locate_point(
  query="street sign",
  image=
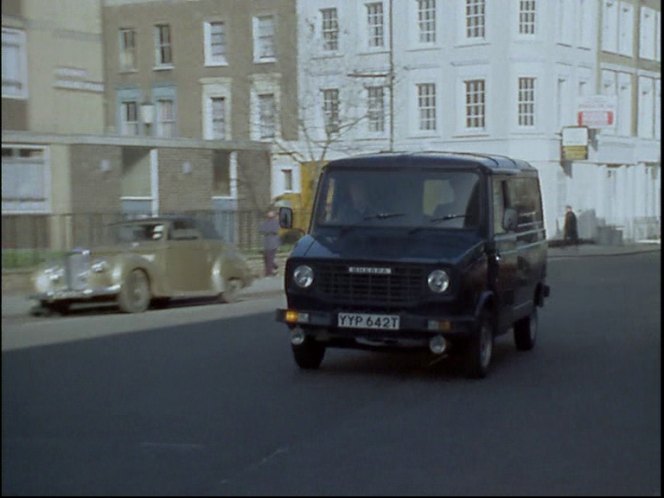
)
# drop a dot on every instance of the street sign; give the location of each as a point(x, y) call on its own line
point(597, 111)
point(574, 146)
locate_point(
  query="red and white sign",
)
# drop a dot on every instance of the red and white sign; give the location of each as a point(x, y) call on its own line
point(597, 111)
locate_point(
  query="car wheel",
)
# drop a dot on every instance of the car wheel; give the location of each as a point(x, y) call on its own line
point(134, 295)
point(479, 348)
point(309, 354)
point(231, 290)
point(525, 331)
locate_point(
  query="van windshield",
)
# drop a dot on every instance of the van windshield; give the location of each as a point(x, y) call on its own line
point(403, 198)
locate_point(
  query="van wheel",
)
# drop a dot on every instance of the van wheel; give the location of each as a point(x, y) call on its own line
point(525, 331)
point(309, 354)
point(134, 295)
point(479, 348)
point(231, 291)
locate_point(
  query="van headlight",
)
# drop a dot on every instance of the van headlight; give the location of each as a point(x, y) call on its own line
point(303, 276)
point(99, 266)
point(438, 281)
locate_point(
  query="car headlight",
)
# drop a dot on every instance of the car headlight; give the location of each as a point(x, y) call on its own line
point(438, 281)
point(303, 276)
point(99, 266)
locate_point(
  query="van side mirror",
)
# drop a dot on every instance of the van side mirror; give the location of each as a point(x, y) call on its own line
point(285, 217)
point(510, 219)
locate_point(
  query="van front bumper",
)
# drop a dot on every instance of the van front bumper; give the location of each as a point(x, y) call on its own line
point(410, 326)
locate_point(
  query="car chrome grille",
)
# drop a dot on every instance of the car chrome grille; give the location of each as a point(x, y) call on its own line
point(77, 264)
point(403, 286)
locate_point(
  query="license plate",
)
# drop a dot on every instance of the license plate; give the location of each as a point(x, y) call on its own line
point(368, 321)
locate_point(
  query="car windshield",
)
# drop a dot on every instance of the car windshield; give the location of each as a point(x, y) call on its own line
point(422, 198)
point(139, 232)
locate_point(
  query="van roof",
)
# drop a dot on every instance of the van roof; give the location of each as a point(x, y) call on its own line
point(495, 163)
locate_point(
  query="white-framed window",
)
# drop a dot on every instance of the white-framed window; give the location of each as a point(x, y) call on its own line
point(526, 102)
point(527, 17)
point(165, 118)
point(163, 46)
point(610, 25)
point(330, 29)
point(266, 115)
point(426, 106)
point(214, 33)
point(129, 124)
point(25, 179)
point(626, 29)
point(375, 25)
point(287, 176)
point(331, 115)
point(426, 22)
point(475, 104)
point(128, 54)
point(647, 111)
point(14, 64)
point(564, 21)
point(264, 46)
point(586, 23)
point(376, 109)
point(624, 110)
point(475, 19)
point(647, 34)
point(218, 118)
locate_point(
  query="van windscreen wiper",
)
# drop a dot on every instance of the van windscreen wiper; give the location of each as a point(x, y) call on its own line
point(383, 216)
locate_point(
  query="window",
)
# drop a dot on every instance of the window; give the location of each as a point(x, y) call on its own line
point(331, 110)
point(127, 49)
point(625, 23)
point(526, 17)
point(426, 21)
point(426, 104)
point(288, 179)
point(218, 117)
point(163, 51)
point(375, 25)
point(266, 115)
point(24, 179)
point(165, 118)
point(129, 118)
point(610, 26)
point(624, 115)
point(475, 20)
point(526, 99)
point(330, 29)
point(376, 108)
point(264, 39)
point(215, 43)
point(647, 34)
point(475, 100)
point(14, 64)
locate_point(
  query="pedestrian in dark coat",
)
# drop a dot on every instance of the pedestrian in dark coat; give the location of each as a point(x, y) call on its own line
point(270, 231)
point(570, 233)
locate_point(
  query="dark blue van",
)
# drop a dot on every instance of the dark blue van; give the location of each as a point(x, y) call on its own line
point(440, 251)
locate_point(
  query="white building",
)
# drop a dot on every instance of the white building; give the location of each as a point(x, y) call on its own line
point(498, 76)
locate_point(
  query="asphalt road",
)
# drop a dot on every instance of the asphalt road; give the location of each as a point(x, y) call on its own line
point(206, 400)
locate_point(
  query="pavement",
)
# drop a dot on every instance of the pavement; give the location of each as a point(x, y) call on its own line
point(16, 303)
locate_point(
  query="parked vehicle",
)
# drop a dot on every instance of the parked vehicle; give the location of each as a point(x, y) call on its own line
point(450, 251)
point(149, 260)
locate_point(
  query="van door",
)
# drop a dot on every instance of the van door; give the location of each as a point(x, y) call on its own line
point(503, 267)
point(523, 195)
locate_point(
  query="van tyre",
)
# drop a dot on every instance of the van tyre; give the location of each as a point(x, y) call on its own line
point(309, 354)
point(479, 348)
point(525, 331)
point(134, 295)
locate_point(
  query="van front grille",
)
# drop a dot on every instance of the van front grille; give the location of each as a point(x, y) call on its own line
point(402, 286)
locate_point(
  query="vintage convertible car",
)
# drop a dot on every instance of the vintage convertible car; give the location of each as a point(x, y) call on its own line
point(149, 261)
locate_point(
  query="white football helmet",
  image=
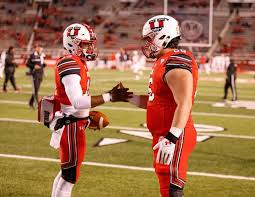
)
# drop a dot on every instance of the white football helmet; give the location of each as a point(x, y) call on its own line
point(80, 40)
point(158, 31)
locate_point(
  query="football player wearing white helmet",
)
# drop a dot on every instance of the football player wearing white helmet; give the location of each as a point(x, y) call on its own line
point(171, 91)
point(72, 95)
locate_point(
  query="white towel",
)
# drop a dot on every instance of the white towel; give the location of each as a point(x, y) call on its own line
point(56, 135)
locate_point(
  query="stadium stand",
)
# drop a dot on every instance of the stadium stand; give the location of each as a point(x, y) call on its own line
point(118, 24)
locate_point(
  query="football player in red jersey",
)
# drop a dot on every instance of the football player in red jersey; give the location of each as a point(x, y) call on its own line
point(72, 93)
point(172, 88)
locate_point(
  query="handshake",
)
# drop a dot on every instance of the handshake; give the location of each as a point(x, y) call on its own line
point(120, 94)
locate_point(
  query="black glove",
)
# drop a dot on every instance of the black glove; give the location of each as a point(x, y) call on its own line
point(120, 93)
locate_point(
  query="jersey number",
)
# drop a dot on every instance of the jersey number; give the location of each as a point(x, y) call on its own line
point(150, 93)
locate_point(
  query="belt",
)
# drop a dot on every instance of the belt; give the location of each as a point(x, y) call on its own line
point(66, 120)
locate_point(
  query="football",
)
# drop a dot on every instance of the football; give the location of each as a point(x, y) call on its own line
point(98, 120)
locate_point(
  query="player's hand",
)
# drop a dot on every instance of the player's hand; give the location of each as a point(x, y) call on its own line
point(120, 93)
point(165, 152)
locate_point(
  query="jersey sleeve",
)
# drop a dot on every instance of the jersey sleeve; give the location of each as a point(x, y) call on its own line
point(68, 66)
point(182, 61)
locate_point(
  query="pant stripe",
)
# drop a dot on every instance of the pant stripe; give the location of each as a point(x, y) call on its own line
point(72, 147)
point(233, 86)
point(68, 142)
point(179, 156)
point(174, 174)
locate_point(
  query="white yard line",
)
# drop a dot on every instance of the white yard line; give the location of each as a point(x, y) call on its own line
point(222, 176)
point(137, 129)
point(25, 103)
point(142, 110)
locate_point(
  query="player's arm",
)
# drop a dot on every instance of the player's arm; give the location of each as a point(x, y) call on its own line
point(83, 101)
point(139, 101)
point(178, 77)
point(180, 82)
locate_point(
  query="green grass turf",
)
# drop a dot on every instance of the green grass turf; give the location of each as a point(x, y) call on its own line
point(217, 155)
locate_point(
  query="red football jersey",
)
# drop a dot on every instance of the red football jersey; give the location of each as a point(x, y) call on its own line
point(66, 65)
point(161, 104)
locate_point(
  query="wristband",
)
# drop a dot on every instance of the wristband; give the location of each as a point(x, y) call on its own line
point(106, 97)
point(173, 134)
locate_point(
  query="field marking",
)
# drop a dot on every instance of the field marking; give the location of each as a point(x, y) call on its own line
point(142, 110)
point(137, 129)
point(222, 176)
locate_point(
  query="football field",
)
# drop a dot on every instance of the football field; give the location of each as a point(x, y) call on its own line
point(223, 165)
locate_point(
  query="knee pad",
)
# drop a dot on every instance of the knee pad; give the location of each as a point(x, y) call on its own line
point(176, 191)
point(69, 174)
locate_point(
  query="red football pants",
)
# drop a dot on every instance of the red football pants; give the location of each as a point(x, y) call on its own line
point(72, 149)
point(175, 173)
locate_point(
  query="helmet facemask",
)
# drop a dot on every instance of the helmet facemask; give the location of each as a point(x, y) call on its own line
point(149, 48)
point(88, 50)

WHAT THE TASK ASKS:
Update the entries starting at the very beginning and ending at the line with "point(574, 146)", putting "road sign" wherever "street sign" appears and changing nothing else. Leave the picture out of your answer.

FINAL ANSWER:
locate_point(
  query="road sign",
  image=
)
# drop a dot on every instance of the road sign; give the location of each as a point(x, y) call on its own line
point(597, 111)
point(574, 146)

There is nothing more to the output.